- GIVEN TASK:
Pull out the rows from the very first line through the line that contains "230], [176, 235]]", including both of those lines, and reproduce each one without any change.

- ROWS:
* BEGIN *

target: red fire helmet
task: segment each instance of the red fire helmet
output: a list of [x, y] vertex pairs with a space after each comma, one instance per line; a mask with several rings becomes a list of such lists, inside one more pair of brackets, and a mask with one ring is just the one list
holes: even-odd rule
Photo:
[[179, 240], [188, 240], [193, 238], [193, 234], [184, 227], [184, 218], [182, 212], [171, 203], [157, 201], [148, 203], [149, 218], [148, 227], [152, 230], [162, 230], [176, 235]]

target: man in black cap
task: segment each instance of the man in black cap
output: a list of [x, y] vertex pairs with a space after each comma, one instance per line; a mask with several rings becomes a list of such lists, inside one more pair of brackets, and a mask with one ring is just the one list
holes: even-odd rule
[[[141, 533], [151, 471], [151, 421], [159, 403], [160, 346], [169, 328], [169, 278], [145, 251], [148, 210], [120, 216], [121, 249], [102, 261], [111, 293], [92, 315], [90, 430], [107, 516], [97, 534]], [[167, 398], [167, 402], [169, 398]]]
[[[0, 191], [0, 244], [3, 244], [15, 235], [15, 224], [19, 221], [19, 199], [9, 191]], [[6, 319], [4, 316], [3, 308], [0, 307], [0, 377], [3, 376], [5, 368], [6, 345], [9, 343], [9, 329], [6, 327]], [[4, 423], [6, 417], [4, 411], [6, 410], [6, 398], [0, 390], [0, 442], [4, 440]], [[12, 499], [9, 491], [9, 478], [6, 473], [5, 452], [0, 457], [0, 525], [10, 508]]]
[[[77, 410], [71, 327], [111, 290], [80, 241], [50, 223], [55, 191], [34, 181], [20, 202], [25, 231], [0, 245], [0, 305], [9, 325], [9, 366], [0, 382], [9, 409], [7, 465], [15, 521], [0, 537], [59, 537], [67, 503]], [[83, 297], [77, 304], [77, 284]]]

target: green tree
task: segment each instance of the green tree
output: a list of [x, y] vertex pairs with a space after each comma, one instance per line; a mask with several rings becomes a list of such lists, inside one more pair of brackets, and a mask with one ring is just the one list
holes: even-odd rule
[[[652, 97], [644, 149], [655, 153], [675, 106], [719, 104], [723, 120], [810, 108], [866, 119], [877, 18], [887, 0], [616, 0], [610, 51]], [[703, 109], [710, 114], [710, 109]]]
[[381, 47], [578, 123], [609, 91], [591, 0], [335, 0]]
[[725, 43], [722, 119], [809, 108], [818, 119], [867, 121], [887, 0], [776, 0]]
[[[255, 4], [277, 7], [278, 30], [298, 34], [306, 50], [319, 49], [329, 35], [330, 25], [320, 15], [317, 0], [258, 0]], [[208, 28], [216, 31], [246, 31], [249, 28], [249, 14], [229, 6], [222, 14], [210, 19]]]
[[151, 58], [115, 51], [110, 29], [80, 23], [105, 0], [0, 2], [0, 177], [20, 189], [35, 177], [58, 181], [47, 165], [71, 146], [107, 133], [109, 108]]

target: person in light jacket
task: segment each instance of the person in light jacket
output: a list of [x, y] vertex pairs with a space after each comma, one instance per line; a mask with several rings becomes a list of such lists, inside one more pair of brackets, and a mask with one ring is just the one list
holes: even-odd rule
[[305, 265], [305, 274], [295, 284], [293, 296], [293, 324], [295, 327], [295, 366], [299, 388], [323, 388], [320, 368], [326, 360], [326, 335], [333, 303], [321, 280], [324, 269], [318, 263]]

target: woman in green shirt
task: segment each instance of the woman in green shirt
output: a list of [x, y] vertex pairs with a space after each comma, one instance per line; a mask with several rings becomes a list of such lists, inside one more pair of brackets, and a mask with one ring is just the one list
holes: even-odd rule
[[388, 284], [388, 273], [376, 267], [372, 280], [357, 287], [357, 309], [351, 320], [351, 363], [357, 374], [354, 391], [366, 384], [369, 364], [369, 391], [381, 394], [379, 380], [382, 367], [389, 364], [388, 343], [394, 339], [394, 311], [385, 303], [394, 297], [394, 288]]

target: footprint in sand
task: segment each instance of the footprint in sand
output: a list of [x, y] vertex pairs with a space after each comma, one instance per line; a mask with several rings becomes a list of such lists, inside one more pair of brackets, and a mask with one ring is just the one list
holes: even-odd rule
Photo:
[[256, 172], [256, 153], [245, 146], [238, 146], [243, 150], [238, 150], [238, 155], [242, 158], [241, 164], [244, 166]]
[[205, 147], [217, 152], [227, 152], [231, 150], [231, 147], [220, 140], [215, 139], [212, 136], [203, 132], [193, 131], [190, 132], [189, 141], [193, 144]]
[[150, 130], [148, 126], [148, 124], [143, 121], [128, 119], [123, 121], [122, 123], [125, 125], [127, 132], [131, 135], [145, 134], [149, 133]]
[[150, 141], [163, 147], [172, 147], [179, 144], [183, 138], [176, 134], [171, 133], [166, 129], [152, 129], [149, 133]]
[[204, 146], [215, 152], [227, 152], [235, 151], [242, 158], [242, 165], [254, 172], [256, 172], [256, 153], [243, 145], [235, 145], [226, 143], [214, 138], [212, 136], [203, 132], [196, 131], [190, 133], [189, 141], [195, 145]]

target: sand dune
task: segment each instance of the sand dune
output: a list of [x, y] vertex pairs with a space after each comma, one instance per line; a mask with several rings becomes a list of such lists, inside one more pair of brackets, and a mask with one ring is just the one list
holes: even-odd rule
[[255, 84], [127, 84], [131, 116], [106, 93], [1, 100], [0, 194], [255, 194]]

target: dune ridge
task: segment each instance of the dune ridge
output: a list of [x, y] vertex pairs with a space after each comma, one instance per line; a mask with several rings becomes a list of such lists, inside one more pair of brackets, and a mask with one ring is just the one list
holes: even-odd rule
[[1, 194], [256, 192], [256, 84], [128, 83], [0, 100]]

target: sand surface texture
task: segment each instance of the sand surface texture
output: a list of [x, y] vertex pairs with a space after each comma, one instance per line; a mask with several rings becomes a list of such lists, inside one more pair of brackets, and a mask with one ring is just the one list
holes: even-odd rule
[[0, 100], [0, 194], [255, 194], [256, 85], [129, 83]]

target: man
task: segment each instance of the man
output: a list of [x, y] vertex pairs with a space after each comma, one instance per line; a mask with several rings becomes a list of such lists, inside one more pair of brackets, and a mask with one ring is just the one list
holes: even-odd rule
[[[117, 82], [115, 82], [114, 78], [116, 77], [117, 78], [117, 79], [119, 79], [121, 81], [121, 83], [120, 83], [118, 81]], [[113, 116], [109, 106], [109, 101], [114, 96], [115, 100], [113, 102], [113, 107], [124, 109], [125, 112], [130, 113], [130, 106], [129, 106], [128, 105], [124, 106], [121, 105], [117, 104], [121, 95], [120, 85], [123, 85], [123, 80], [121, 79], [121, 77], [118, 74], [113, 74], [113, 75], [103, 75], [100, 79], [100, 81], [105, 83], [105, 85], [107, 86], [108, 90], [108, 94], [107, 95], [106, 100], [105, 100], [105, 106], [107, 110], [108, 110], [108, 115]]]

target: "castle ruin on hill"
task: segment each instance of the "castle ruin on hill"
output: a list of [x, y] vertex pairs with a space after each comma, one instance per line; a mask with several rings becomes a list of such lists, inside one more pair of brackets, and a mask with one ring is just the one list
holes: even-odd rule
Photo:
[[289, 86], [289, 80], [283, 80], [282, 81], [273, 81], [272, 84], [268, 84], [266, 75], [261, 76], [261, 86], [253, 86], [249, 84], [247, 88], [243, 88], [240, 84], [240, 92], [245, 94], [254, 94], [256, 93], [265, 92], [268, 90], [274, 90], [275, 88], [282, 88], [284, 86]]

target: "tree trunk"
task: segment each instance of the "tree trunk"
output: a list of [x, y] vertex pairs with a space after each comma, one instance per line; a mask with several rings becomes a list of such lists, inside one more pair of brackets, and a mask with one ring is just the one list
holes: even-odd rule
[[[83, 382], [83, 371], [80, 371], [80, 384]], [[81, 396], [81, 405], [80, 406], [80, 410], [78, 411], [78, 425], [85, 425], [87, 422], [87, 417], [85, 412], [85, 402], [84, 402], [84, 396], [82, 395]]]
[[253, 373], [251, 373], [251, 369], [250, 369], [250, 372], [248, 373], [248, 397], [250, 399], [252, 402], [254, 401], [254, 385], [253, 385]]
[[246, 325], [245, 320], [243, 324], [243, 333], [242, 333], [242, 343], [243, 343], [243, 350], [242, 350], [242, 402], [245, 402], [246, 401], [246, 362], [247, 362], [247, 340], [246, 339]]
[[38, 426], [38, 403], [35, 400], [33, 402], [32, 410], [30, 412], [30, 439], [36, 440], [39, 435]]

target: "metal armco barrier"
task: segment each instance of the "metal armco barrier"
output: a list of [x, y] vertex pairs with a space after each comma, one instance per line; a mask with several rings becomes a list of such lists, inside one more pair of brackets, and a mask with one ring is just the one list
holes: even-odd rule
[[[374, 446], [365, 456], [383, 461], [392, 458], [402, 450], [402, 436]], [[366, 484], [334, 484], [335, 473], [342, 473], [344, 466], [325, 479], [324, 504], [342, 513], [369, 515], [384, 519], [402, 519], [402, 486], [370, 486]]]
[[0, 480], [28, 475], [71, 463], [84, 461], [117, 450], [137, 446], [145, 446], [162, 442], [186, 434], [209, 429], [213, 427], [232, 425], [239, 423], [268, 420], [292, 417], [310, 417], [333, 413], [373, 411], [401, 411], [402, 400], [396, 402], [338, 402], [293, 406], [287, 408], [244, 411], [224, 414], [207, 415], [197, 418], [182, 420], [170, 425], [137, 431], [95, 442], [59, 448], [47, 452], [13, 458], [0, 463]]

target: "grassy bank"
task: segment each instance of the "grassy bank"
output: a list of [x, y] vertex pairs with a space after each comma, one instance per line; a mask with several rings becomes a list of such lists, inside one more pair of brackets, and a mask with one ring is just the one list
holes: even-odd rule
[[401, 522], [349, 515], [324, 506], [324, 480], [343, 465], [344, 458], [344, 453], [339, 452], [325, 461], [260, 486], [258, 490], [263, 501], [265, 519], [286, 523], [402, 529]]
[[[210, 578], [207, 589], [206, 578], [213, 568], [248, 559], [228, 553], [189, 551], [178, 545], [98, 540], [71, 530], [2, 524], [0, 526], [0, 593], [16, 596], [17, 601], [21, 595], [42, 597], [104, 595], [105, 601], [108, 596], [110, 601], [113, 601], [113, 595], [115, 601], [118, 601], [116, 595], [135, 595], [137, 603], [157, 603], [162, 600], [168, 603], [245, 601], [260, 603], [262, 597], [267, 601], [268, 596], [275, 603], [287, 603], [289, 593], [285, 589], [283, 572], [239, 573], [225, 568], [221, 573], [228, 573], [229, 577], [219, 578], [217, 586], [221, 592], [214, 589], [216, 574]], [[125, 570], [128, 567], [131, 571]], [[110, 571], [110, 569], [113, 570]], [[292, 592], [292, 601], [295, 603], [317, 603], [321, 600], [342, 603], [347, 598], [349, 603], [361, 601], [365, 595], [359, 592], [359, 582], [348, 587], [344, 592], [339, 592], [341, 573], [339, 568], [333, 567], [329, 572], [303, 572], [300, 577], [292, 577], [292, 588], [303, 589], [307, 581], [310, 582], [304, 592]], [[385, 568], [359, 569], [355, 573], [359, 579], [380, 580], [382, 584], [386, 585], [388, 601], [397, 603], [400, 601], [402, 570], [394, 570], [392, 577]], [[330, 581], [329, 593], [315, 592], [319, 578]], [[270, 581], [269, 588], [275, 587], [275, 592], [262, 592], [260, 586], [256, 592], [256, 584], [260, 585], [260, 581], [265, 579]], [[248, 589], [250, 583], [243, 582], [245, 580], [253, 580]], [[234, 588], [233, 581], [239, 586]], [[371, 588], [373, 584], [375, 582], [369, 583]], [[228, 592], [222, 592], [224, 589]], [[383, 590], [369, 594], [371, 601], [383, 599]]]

* END *

- COMPLETE OUTPUT:
target: red fire helmet
task: segment each instance of the red fire helmet
output: a list of [x, y] vertex pairs with a space after each comma, one instance per line; a mask with several rings becomes a list of such lists, inside one more pair of brackets, and a mask with one ring is just the one list
holes: even-odd rule
Photo:
[[179, 240], [188, 240], [193, 238], [193, 234], [184, 227], [184, 218], [182, 212], [171, 203], [157, 201], [148, 203], [149, 218], [148, 227], [152, 230], [162, 230], [176, 235]]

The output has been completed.